Set task
Recast the lines of the listing below as a numbered list, starting at the line that contains "point: tree bark" and ending at the listing's final line, with blank lines left out.

============

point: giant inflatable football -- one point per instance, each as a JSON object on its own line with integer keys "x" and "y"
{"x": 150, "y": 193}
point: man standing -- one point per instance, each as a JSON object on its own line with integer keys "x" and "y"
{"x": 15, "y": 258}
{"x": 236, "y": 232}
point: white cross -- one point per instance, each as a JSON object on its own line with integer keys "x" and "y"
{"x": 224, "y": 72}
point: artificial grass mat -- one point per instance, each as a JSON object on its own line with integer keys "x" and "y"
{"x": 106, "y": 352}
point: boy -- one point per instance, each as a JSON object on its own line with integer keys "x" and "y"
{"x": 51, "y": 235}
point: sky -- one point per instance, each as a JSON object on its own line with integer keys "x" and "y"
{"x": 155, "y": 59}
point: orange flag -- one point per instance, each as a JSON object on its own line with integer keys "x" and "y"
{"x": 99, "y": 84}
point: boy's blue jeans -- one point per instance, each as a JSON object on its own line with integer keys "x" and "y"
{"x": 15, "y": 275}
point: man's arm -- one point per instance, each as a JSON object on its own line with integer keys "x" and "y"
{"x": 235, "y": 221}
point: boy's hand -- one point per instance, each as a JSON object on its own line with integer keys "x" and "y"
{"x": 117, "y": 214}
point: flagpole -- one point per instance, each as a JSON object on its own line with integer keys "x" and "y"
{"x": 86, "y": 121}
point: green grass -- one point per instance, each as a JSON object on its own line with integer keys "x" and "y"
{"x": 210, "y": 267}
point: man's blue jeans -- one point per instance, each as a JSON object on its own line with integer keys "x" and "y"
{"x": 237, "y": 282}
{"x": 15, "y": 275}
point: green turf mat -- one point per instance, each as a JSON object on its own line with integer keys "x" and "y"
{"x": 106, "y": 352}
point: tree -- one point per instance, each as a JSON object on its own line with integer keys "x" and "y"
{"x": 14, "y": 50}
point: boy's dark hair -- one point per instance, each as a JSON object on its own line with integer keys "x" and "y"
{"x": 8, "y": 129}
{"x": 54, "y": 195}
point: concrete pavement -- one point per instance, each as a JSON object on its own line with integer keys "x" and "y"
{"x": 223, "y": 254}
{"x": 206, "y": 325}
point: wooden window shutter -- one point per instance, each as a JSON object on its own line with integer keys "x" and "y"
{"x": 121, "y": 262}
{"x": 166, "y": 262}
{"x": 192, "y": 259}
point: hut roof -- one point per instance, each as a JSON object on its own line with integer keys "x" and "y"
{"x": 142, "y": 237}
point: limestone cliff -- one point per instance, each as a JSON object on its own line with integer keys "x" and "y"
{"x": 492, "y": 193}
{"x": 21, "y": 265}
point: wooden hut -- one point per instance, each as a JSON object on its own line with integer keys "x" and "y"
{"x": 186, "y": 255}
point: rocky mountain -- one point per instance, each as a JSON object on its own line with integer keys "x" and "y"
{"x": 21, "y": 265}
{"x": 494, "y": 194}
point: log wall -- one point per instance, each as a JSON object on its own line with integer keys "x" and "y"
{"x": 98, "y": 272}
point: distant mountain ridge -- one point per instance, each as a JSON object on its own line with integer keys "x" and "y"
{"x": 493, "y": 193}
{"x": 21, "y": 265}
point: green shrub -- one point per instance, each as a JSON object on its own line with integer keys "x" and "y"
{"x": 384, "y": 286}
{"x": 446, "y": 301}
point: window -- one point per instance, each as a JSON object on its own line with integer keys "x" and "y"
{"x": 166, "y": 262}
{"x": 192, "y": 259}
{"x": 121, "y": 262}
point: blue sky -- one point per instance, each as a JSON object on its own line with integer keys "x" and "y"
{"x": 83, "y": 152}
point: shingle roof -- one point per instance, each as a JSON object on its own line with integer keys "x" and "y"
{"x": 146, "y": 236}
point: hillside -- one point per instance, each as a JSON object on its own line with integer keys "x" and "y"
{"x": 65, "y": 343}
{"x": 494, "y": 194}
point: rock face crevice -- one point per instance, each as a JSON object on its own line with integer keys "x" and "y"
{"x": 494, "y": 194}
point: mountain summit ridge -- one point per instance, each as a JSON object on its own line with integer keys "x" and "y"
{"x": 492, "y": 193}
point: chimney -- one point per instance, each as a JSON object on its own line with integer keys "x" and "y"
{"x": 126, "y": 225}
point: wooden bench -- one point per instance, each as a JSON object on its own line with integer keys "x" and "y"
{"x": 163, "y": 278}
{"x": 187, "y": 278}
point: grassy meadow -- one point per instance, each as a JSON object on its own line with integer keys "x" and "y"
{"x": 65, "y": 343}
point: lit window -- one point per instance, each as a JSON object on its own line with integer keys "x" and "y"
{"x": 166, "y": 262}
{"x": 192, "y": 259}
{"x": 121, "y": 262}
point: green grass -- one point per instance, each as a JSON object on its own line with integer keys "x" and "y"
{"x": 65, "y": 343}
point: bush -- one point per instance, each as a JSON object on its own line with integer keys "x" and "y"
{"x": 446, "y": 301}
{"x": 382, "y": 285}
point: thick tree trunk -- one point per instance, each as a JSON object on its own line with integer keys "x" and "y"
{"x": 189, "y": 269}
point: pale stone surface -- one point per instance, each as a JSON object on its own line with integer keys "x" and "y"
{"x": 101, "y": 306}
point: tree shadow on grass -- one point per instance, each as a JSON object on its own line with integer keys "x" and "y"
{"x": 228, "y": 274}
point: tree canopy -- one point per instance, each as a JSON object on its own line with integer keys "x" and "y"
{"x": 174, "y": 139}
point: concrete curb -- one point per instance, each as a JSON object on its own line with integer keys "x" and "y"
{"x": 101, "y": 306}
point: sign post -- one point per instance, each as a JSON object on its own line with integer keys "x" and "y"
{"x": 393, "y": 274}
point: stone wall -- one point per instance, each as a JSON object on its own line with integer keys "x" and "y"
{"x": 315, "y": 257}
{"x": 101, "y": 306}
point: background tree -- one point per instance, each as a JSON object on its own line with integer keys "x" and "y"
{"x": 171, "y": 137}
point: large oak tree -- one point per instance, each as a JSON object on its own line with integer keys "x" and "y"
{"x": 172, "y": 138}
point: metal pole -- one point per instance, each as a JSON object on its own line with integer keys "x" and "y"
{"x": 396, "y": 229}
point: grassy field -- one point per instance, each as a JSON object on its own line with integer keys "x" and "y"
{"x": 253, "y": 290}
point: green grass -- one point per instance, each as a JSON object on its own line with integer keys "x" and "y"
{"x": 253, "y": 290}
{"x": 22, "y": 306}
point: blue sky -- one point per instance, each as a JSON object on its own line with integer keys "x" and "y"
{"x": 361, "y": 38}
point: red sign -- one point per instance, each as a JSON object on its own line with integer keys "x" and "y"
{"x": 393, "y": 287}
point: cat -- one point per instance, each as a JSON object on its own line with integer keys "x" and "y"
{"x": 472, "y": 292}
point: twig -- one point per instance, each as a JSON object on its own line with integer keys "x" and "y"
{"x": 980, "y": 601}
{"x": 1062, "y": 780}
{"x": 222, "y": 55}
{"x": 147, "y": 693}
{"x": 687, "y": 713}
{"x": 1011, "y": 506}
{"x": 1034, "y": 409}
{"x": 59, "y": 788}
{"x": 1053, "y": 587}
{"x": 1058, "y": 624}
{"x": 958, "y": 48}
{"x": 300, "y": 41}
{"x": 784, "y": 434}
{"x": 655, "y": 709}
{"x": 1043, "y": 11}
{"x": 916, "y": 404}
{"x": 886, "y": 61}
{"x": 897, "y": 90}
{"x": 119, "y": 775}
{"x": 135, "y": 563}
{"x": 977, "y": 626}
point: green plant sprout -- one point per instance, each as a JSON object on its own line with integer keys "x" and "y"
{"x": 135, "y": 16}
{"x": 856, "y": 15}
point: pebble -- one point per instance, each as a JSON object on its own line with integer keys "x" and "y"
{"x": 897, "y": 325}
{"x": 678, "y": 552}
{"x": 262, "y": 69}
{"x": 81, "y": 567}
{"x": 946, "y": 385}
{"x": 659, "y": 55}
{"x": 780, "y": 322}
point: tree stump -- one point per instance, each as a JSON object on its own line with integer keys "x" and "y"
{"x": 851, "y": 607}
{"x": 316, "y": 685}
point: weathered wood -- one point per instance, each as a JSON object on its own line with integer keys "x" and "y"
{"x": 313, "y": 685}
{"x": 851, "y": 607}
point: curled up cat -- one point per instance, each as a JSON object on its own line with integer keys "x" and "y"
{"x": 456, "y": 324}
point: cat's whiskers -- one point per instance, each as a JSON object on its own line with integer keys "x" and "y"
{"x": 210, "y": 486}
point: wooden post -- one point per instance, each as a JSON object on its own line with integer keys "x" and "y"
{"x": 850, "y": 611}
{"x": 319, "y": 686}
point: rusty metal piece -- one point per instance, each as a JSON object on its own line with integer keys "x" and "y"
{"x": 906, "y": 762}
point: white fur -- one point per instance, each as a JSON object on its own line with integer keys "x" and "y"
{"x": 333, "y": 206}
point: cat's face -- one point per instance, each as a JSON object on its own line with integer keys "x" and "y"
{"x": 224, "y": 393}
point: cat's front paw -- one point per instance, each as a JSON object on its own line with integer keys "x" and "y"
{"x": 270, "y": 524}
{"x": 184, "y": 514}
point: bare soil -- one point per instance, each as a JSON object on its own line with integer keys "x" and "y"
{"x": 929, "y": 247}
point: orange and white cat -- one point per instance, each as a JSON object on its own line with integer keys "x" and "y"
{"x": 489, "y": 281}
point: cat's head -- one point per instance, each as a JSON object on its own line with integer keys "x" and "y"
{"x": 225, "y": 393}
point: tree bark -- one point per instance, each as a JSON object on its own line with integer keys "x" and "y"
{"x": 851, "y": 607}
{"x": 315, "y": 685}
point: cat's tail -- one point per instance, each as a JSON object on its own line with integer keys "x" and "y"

============

Exercise solution
1. point: tree bark -- one point per instance, each as a JSON object on its own line with integer keys "x" and "y"
2. {"x": 851, "y": 607}
3. {"x": 315, "y": 685}
4. point: cat's tail -- one point per instance, each as a JSON object on its own line with integer keys "x" and "y"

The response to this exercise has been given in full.